Set of tasks ::
(A) Retype the passage from the Goldings tennis courts account, beginning at the words "It was this" and stopping after "towards the outlay.".
(B) Answer these questions from the Goldings hard tennis courts account:
(i) Since what year have boys from Goldings attended Wimbledon each year?
(ii) How much money did the committee grant for the project?
(iii) How many concrete edging tiles were made in total?

Page ::
GOLDINGS HARD TENNIS COURTS
Since the summer of 1947 boys from Goldings have attended Wimbledon annually and have become famous in the tennis
world as "top flight" ball boys. This close association with the game and being able to watch the world's best players in action,
has been responsible for creating a personal interest, and many creditable performers have been produced on the Goldings'
grass courts. Generally only one grass court was available, and the demand for bookings being so great, individual play and
interest was-naturally limited.
It was this lack of facilities that prompted the Headmaster to start the ball rolling, and interest the sub-committee in
granting money for the constructing of two hard courts—or as they are known in the trade—all weather courts. A conference
between the Headmaster and myself followed to consider the all important issue, total cost. Two estimates were prepared
(i) an all-in figure of some £2,500 assuming that work would be completely contracted out to a specialist firm and (ii) an
estimate assuming that most of the work and construction would be carried out by the gardening department. The second
project was agreed upon and the committee granted £900. Mr. Wheatley then wrote to the All England Tennis Club, and they
very kindly made a donation of £100 towards the outlay.
The choosing of a suitable site, and the planning of all the actual detail was then considered—the original plans having being
studied and approved by the committee—the real operations commenced in October, 1958. Before this date, however, work
had begun on the casting of the concrete edging tiles, starting in June, sixteen were made each week, until a total of 220 was
reached. Levels were taken with a dumpy level, and the key pegs fixed.

Collected data ::
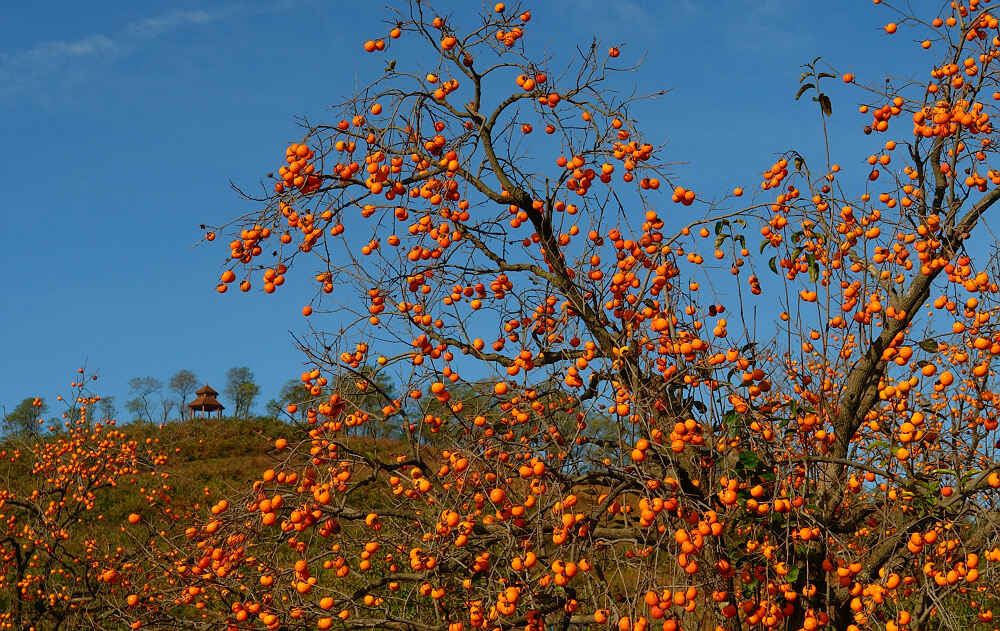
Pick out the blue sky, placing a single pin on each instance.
(123, 125)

Task-by-task solutions ::
(A)
It was this lack of facilities that prompted the Headmaster to start the ball rolling, and interest the sub-committee in
granting money for the constructing of two hard courts—or as they are known in the trade—all weather courts. A conference
between the Headmaster and myself followed to consider the all important issue, total cost. Two estimates were prepared
(i) an all-in figure of some £2,500 assuming that work would be completely contracted out to a specialist firm and (ii) an
estimate assuming that most of the work and construction would be carried out by the gardening department. The second
project was agreed upon and the committee granted £900. Mr. Wheatley then wrote to the All England Tennis Club, and they
very kindly made a donation of £100 towards the outlay.

(B)
(i) Since the summer of 1947.
(ii) £900.
(iii) 220.